--- Data shown Enclosed Below ---

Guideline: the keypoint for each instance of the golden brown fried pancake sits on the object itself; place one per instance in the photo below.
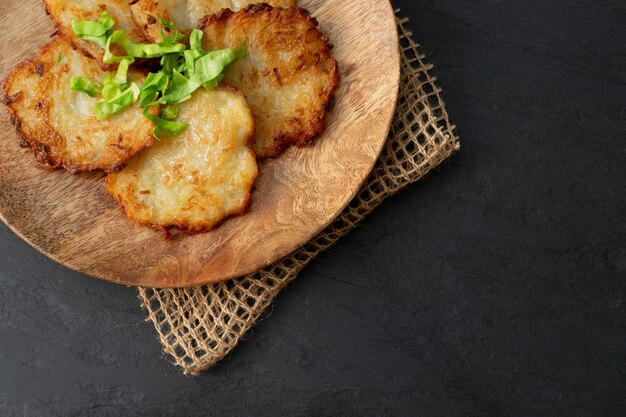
(63, 11)
(185, 14)
(193, 181)
(60, 124)
(289, 76)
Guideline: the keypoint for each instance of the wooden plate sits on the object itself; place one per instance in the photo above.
(73, 220)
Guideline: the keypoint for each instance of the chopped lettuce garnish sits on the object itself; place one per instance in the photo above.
(182, 72)
(97, 32)
(169, 112)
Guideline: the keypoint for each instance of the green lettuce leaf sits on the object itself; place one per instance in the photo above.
(155, 84)
(97, 31)
(136, 50)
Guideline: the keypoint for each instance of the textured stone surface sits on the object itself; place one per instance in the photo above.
(494, 288)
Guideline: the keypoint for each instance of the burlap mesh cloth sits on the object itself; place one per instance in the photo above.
(200, 326)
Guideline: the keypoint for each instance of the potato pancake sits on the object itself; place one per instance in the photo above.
(289, 76)
(193, 181)
(185, 14)
(59, 124)
(63, 11)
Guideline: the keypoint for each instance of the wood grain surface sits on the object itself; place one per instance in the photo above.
(72, 219)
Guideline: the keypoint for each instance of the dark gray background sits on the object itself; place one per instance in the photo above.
(495, 288)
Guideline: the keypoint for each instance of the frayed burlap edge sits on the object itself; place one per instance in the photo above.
(199, 326)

--- End of Enclosed Data shown ---

Your assignment ▸
Go to the line in the listing above that has "Guideline: the keypoint for each instance of the wood grain" in it. Set down that line and each one after it, exactly.

Expected answer ▸
Guideline: the keypoint for each instance of the wood grain surface sits on the object itself; place one per instance in the photo above.
(72, 219)
Guideline: the keypoint for each instance of the dark gray background sits on the object itself; place one per instance in the photo above.
(495, 288)
Guideline: the keypoint for each instance of the frayed burlap edge sits on the object itself; place one per instance in the photo above.
(199, 326)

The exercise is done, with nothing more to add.